**WHAT IS BEING ASKED**
Replace "Locate" with "Mark" throughout the records below, and write out all their lines again with nothing else changed. Leave out the pictures.

**RECORDS PROVIDED**
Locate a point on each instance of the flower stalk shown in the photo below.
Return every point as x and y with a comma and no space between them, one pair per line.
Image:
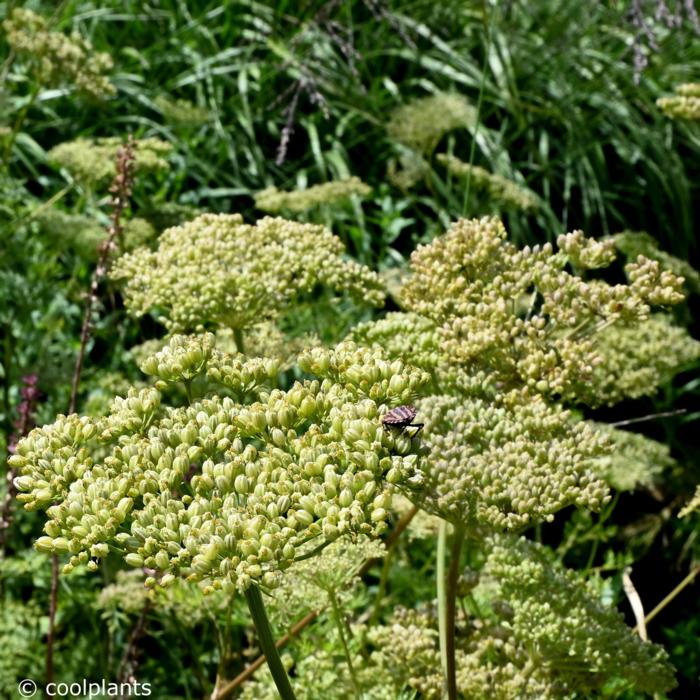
267,642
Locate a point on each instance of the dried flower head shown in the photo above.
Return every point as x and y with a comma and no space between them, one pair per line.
498,189
421,124
55,59
217,270
273,200
92,161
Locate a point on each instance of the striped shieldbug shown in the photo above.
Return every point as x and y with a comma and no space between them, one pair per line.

**EXPECTED ANSWER**
Mark a point on each instance of the flower stalk shown in the photo below.
Return every point as x and y with a comma and no space between them, one pair per line.
Image:
267,642
Mark a point on each instance of the dried flower head shown in the photo above.
Return every point as x and y with a comma and no space between them, one pair per line.
498,189
421,124
55,59
217,270
273,200
92,161
Mark a point on each instance of the striped shieldbug shown in the photo above.
Return every point as x and y with a comma and no space between them, one pair per line.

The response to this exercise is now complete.